Your assignment:
In the abstract below, which two traits' GWAS results are used to test the prediction?

Text under study:
A population genetic interpretation of GWAS findings for human quantitative traits (1704.06707v2)

Abstract: GWAS in humans are revealing the genetic architecture of biomedical and anthropomorphic traits, i.e., the frequencies and effect sizes of variants that contribute to heritable variation in a trait. To interpret these findings, we need to understand how genetic architecture is shaped by basic population genetics processes-notably, by mutation, natural selection and genetic drift. Because many quantitative traits are subject to stabilizing selection and genetic variation that affects one trait often affects many others, we model the genetic architecture of a focal trait that arises under stabilizing selection in a multi-dimensional trait space. We solve the model for the phenotypic distribution and allelic dynamics at steady state and derive robust, closed form solutions for summary statistics of the genetic architecture. Our results provide a simple interpretation for missing heritability and why it varies among traits. They also predict that the distribution of variances contributed by loci identified in GWAS is well approximated by a simple functional form that depends on a single parameter: the expected contribution to genetic variance of a strongly selected site affecting the trait. We test this prediction against the results of GWAS for height and BMI and find that it fits the data well, allowing us to make inferences about the degree of pleiotropy and mutational target size for these traits. Our findings help to explain why the GWAS for height explains more of the heritable variance than similarly-sized GWAS for BMI, and to predict the increase in explained heritability with study sample size. Considering the demographic history of European populations, in which these GWAS were performed, we further find that most of the associations they identified likely involve mutations that arose during the out of Africa bottleneck at sites with selection coefficients around $s=10^{-3}$.

Data records:
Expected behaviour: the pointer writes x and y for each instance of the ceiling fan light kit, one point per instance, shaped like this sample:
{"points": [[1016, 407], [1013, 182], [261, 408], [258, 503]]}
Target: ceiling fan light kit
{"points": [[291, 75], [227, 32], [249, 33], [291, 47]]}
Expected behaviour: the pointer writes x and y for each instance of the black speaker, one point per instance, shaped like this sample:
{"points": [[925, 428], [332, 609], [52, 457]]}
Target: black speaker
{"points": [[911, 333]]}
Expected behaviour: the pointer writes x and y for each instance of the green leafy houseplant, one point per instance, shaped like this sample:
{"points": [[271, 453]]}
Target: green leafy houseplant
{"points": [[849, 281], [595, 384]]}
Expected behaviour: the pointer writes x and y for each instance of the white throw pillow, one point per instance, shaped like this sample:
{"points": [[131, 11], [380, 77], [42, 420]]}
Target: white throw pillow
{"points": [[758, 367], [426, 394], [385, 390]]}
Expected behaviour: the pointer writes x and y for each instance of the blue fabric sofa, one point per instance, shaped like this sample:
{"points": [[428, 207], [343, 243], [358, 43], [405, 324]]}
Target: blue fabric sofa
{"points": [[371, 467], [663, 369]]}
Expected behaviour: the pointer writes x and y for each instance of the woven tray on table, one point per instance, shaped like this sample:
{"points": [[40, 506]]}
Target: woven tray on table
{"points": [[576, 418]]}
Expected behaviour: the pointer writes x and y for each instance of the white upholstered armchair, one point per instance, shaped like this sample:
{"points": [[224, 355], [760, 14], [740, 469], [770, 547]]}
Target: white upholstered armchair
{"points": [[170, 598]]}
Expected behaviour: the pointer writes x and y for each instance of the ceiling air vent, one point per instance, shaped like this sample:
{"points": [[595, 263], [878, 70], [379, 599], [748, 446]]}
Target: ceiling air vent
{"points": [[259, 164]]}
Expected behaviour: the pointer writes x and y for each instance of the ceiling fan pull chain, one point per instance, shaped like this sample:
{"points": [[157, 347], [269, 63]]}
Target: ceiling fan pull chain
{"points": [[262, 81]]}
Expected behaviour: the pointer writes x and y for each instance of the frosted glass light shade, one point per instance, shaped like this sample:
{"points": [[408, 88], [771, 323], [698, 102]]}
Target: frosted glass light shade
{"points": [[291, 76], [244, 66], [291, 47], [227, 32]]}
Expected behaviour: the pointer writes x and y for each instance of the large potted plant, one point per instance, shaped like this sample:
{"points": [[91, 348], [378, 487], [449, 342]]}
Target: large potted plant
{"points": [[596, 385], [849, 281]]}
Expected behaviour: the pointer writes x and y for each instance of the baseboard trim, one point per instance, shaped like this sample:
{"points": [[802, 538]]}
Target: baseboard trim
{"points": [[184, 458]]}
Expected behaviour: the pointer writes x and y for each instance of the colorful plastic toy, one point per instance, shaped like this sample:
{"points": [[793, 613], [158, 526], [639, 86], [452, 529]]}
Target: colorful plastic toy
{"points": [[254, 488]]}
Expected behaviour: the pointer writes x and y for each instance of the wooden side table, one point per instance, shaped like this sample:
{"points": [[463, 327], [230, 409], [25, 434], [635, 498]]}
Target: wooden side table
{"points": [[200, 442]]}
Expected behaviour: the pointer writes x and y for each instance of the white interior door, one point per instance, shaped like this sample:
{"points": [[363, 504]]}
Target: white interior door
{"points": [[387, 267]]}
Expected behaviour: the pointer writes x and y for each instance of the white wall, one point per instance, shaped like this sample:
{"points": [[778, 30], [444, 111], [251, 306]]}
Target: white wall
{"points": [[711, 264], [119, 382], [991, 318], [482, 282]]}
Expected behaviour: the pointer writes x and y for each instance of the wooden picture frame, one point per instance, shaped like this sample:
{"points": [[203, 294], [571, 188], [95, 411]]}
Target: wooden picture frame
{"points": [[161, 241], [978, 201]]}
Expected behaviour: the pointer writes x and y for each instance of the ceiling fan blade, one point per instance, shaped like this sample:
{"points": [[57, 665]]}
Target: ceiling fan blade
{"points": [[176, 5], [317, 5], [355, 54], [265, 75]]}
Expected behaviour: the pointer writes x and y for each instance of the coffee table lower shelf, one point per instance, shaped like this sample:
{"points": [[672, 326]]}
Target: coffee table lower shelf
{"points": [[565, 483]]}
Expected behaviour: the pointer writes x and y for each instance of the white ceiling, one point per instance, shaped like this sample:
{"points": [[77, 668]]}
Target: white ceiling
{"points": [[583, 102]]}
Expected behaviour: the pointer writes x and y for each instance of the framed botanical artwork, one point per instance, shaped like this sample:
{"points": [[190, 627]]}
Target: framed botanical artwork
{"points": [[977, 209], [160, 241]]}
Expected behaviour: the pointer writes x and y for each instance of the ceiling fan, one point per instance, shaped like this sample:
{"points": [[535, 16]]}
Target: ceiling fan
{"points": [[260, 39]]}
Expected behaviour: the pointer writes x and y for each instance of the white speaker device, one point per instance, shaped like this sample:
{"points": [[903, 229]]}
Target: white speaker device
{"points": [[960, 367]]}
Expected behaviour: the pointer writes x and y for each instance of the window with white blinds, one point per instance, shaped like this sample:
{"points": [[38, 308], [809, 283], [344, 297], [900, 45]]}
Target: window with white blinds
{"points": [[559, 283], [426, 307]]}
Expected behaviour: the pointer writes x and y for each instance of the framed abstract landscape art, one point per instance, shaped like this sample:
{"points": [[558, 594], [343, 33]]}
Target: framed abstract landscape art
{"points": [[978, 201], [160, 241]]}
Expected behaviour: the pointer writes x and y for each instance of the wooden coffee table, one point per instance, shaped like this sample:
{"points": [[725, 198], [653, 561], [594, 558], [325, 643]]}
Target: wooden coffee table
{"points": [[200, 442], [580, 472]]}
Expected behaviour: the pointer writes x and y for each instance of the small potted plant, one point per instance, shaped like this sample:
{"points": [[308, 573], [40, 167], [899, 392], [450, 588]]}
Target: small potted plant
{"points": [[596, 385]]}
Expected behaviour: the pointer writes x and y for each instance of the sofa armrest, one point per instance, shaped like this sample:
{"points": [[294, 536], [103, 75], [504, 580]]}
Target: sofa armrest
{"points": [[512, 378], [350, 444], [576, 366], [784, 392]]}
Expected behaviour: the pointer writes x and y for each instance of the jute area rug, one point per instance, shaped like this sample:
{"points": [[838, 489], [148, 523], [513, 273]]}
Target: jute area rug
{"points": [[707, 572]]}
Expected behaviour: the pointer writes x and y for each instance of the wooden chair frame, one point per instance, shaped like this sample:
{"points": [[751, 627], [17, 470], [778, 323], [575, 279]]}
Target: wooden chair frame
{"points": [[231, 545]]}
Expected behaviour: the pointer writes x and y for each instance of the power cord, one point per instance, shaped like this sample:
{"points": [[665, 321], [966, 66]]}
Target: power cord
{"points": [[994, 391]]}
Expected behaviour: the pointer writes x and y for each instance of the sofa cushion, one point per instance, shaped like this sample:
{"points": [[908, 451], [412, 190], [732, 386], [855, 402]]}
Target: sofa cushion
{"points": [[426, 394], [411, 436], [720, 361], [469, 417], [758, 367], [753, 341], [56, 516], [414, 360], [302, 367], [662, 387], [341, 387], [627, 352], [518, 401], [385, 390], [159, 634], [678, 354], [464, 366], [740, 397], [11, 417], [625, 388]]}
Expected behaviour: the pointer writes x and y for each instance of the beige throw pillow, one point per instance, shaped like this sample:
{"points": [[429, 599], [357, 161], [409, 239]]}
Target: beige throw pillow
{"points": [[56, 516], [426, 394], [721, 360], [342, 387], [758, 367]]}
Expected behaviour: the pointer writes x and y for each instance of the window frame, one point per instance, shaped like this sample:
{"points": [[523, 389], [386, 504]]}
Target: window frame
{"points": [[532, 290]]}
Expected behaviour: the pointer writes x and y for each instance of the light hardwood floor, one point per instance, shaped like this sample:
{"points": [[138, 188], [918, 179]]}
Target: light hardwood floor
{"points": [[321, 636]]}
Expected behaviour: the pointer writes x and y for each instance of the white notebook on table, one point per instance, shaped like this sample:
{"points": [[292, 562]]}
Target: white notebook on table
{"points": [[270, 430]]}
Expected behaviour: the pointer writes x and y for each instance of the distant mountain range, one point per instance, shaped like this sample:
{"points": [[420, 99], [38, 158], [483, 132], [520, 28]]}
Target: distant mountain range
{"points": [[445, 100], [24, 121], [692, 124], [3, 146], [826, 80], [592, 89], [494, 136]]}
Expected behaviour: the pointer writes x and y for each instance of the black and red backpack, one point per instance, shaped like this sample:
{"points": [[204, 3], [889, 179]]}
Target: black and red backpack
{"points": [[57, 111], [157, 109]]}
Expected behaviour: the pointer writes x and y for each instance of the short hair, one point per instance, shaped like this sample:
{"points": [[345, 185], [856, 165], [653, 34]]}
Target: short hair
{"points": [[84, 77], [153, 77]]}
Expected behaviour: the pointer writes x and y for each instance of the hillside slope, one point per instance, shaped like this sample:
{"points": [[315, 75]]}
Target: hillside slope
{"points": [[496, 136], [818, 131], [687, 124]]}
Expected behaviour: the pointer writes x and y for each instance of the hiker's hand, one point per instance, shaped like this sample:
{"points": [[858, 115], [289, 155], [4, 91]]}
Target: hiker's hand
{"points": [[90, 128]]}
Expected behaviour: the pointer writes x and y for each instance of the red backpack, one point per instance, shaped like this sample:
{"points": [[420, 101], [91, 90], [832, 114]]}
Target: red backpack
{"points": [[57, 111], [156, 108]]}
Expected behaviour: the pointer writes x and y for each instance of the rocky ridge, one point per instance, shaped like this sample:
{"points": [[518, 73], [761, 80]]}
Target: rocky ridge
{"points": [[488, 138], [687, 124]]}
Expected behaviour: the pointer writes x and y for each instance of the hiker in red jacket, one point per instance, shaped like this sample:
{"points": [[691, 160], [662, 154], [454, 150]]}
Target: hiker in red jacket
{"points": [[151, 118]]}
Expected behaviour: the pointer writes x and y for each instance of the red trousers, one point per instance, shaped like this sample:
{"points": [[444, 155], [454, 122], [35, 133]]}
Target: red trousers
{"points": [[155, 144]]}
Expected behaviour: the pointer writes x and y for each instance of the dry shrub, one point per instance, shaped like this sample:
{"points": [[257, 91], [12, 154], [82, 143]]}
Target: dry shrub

Answer area:
Height and BMI.